Quoted text:
═══
The financing includes senior loans of up to US$10 million from the International Financing Corporation (IFC), up to US$12 million from the IFC-Canada Climate Change Program and up to US$11.75 million from the European Investment Bank (EIB).

The Ngonye project, Enel’s first power plant in Zambia, is located in Lusaka South Multi-Facility Economic Zone in the country’s south.

Enel will invest a total of US$40 million in the construction of the site, which is expected to generate around 70 GWh per year once completed.

The PV installation will be owned by a special purpose vehicle that will see Enel hold an 80% stake and the IDC holding a 20% minority stake.

The project has also signed off on a 25-year power purchase agreement with Zambia’s state-owned utility ZESCO.

Antonio Cammisecra, head of Enel Green Power, said: “The signing of this financing agreement marks an important step toward the start of an operational presence of Enel in Zambia, helping us establish a stronger foothold in the country. We will be contributing to Zambia’s sustainable development through our renewable energy, leveraging on the country’s abundance of resources and cooperation with reputed international and local partners within the framework of the Scaling Solar programme.”

“The ongoing initiative to standardize both tendering and financing processes, is creating economies of scale for solar projects across the African continent improving economic viability and resulting in the development of solar power in smaller markets and developing countries,” EIB Vice-President Andrew McDowell said.

“Scaling Solar has set a new standard for the development of solar power in Africa, starting with these two projects in Zambia,” said IFC Chief Executive Philippe Le Houérou.

5 COMMENTS

  1. Multi-facility economic zones: Can a government discriminate between businesses in economic zones and those located elsewhere within the same city? Does it make sense whether social,political or economic?
═══
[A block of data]
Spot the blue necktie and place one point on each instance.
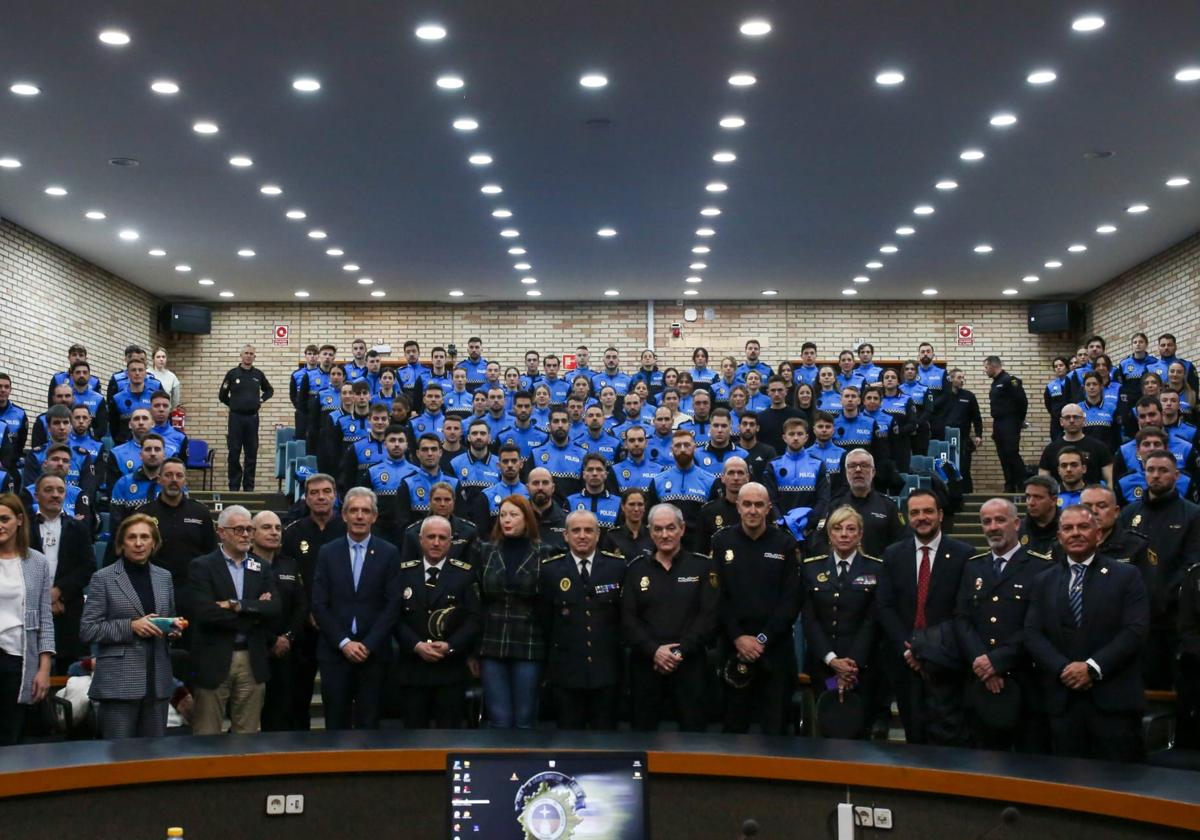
(1075, 594)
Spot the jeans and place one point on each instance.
(510, 693)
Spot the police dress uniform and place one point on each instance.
(437, 604)
(760, 598)
(838, 616)
(678, 606)
(989, 619)
(582, 617)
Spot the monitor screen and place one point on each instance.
(546, 796)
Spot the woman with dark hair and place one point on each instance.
(513, 647)
(27, 625)
(132, 681)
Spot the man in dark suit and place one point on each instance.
(66, 544)
(989, 622)
(1086, 627)
(916, 599)
(438, 628)
(355, 603)
(233, 604)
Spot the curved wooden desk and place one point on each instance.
(1141, 793)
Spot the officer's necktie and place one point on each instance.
(1075, 594)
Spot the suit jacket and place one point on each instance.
(214, 629)
(1116, 622)
(107, 619)
(336, 604)
(895, 598)
(77, 562)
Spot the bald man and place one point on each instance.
(759, 568)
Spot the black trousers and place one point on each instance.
(243, 437)
(587, 708)
(445, 706)
(352, 693)
(1084, 731)
(684, 687)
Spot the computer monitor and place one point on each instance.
(546, 796)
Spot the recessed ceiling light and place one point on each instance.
(1089, 23)
(755, 28)
(431, 31)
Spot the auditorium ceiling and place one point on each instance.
(486, 150)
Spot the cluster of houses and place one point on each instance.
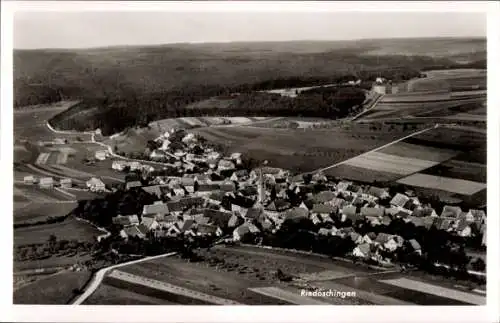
(227, 200)
(47, 182)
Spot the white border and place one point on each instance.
(487, 313)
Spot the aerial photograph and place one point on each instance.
(249, 158)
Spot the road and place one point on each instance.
(378, 148)
(99, 276)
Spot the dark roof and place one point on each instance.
(324, 196)
(296, 213)
(219, 218)
(155, 190)
(323, 208)
(156, 209)
(254, 213)
(371, 211)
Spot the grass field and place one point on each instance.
(200, 277)
(300, 149)
(109, 295)
(68, 230)
(41, 211)
(52, 290)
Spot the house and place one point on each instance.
(451, 211)
(132, 231)
(463, 228)
(322, 209)
(46, 182)
(101, 154)
(155, 209)
(66, 182)
(126, 220)
(415, 246)
(134, 165)
(119, 165)
(372, 211)
(474, 215)
(95, 185)
(325, 232)
(424, 212)
(208, 229)
(153, 190)
(378, 192)
(130, 185)
(343, 185)
(225, 165)
(348, 210)
(356, 237)
(29, 180)
(399, 200)
(243, 230)
(315, 219)
(150, 223)
(297, 213)
(387, 241)
(158, 155)
(362, 251)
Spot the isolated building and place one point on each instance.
(66, 183)
(46, 182)
(96, 185)
(101, 154)
(29, 180)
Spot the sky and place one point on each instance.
(98, 29)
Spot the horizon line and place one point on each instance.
(198, 42)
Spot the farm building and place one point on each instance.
(66, 182)
(95, 185)
(130, 185)
(119, 165)
(30, 179)
(101, 154)
(46, 182)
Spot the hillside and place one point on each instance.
(117, 80)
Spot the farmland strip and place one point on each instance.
(443, 183)
(437, 290)
(169, 288)
(408, 150)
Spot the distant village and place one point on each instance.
(212, 194)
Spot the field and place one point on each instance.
(55, 289)
(300, 149)
(34, 212)
(68, 230)
(242, 274)
(445, 161)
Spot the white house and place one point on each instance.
(46, 182)
(101, 154)
(119, 165)
(95, 185)
(30, 179)
(66, 182)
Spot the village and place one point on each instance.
(200, 192)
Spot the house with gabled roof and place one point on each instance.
(372, 211)
(132, 231)
(451, 211)
(323, 209)
(152, 210)
(362, 251)
(208, 229)
(378, 192)
(132, 184)
(297, 213)
(126, 220)
(399, 200)
(415, 246)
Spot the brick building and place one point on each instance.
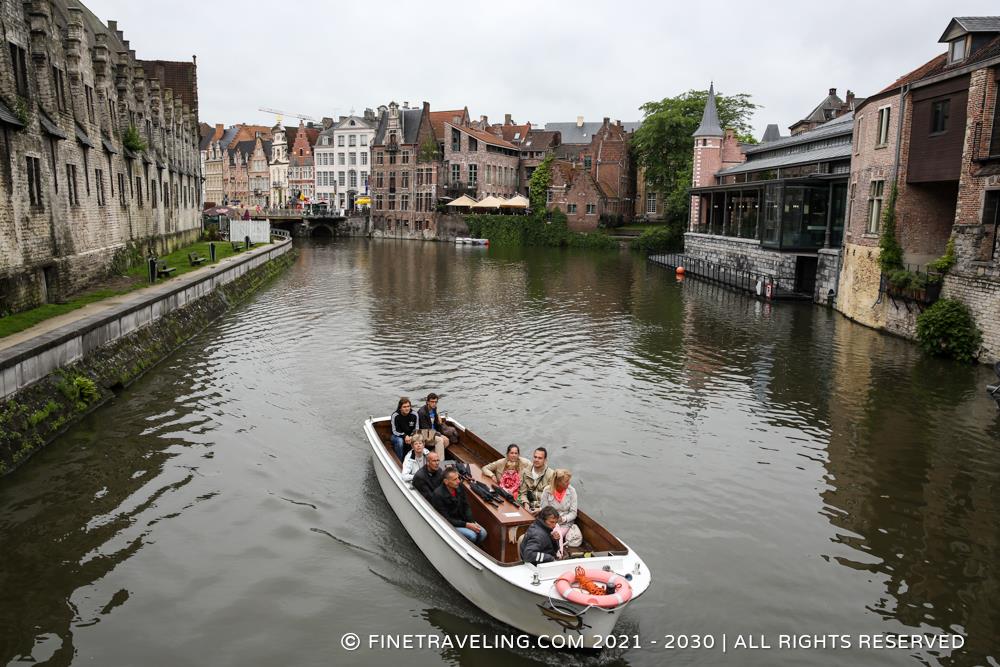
(935, 134)
(73, 198)
(576, 192)
(405, 165)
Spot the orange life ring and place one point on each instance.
(564, 586)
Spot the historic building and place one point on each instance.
(775, 208)
(404, 177)
(75, 194)
(353, 136)
(301, 182)
(934, 134)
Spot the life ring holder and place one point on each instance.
(604, 575)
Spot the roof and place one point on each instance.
(485, 137)
(710, 126)
(410, 119)
(439, 118)
(838, 126)
(582, 134)
(538, 140)
(963, 25)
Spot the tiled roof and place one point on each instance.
(439, 118)
(838, 126)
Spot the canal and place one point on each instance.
(780, 469)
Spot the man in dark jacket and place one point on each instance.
(428, 417)
(428, 479)
(541, 542)
(450, 501)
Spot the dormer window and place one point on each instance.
(957, 50)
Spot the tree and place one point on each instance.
(665, 148)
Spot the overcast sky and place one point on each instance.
(541, 61)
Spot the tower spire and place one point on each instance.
(710, 126)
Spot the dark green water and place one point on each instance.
(780, 469)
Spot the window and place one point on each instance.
(72, 188)
(19, 65)
(99, 184)
(939, 116)
(875, 206)
(883, 126)
(35, 181)
(956, 50)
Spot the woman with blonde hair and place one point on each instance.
(562, 497)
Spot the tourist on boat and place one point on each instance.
(428, 479)
(536, 479)
(512, 463)
(562, 497)
(450, 501)
(404, 424)
(414, 461)
(541, 541)
(429, 417)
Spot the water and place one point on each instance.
(780, 469)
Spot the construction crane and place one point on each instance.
(278, 114)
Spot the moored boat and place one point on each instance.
(492, 576)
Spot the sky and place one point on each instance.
(541, 61)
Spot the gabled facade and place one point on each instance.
(934, 134)
(71, 195)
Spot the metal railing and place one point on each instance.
(758, 284)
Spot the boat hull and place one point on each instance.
(504, 592)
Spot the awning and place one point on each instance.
(517, 201)
(50, 127)
(9, 117)
(82, 137)
(489, 202)
(463, 201)
(108, 146)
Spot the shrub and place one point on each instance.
(660, 240)
(947, 329)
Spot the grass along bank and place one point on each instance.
(133, 279)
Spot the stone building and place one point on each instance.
(775, 208)
(74, 200)
(934, 134)
(404, 181)
(575, 192)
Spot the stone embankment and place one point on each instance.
(51, 380)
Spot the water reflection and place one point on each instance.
(780, 469)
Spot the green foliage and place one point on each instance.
(547, 229)
(945, 262)
(947, 329)
(428, 150)
(890, 258)
(538, 184)
(132, 140)
(664, 146)
(668, 238)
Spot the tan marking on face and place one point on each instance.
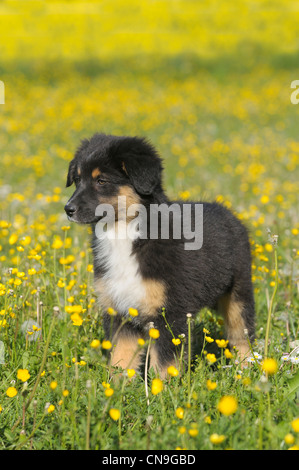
(232, 309)
(126, 352)
(124, 167)
(95, 173)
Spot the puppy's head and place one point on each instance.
(105, 167)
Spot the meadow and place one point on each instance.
(209, 84)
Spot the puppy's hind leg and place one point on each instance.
(238, 313)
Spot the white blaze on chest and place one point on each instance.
(122, 280)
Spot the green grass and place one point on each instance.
(217, 106)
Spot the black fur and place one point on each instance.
(193, 279)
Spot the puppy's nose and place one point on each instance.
(70, 209)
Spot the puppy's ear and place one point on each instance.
(143, 166)
(71, 173)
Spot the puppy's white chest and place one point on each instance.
(122, 281)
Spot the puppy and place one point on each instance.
(151, 273)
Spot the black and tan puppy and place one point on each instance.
(147, 272)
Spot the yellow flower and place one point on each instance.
(228, 354)
(171, 370)
(13, 239)
(133, 312)
(131, 372)
(216, 438)
(179, 412)
(95, 343)
(193, 432)
(53, 385)
(264, 199)
(182, 430)
(154, 333)
(23, 375)
(106, 344)
(270, 366)
(114, 414)
(289, 439)
(51, 408)
(227, 405)
(211, 385)
(11, 392)
(60, 283)
(57, 243)
(157, 386)
(295, 424)
(111, 311)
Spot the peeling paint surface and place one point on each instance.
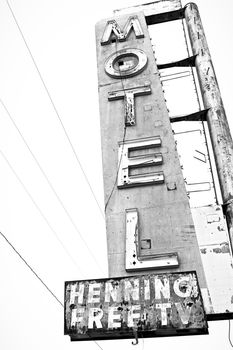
(216, 257)
(153, 305)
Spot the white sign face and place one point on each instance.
(154, 305)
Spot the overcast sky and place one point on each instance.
(54, 222)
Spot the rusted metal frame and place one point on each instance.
(165, 17)
(216, 118)
(186, 62)
(197, 116)
(129, 101)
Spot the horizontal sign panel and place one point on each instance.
(145, 305)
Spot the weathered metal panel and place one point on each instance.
(162, 203)
(152, 7)
(146, 305)
(216, 117)
(216, 257)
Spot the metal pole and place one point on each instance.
(217, 122)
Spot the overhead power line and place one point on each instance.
(54, 106)
(48, 181)
(36, 275)
(32, 270)
(39, 210)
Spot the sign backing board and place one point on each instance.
(151, 305)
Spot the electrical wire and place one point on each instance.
(32, 270)
(49, 183)
(54, 107)
(229, 333)
(40, 211)
(36, 275)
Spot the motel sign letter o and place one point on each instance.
(126, 63)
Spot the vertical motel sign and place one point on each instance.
(152, 230)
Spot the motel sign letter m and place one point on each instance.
(112, 27)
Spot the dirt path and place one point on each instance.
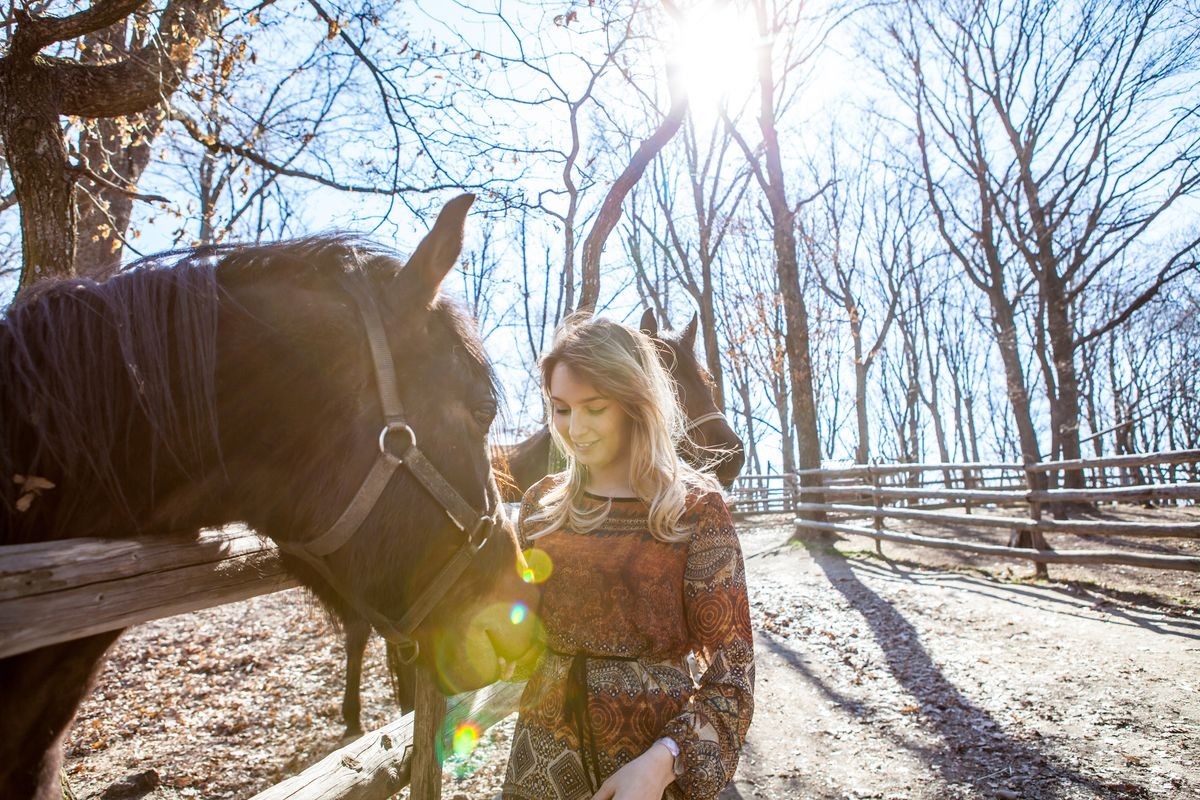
(891, 680)
(876, 679)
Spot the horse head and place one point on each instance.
(327, 416)
(711, 443)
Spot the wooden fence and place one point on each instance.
(985, 495)
(75, 588)
(57, 591)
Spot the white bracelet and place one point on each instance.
(673, 749)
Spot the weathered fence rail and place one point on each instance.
(381, 763)
(57, 591)
(833, 499)
(78, 587)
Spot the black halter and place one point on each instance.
(397, 446)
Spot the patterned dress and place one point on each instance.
(622, 612)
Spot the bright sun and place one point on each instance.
(714, 53)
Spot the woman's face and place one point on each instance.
(595, 427)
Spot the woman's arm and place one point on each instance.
(711, 729)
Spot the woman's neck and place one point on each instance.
(610, 482)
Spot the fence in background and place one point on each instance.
(1019, 498)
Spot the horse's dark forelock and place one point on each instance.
(78, 353)
(463, 326)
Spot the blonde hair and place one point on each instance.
(623, 365)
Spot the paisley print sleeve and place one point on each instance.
(711, 729)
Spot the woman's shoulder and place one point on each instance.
(705, 503)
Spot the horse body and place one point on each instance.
(237, 385)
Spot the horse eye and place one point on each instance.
(485, 414)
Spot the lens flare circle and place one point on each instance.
(538, 565)
(466, 738)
═══
Written tasks:
1. According to the article on the Zambian solar project, what stake will the IDC hold in the special purpose vehicle that owns the PV installation?
2. Extract every line of the records that contains the word "chest". Case counts.

The replies:
1. The IDC will hold a 20% minority stake.

2.
Spot the white blaze on chest and place one point on each instance.
Spot the puppy's white chest and place one point on each instance.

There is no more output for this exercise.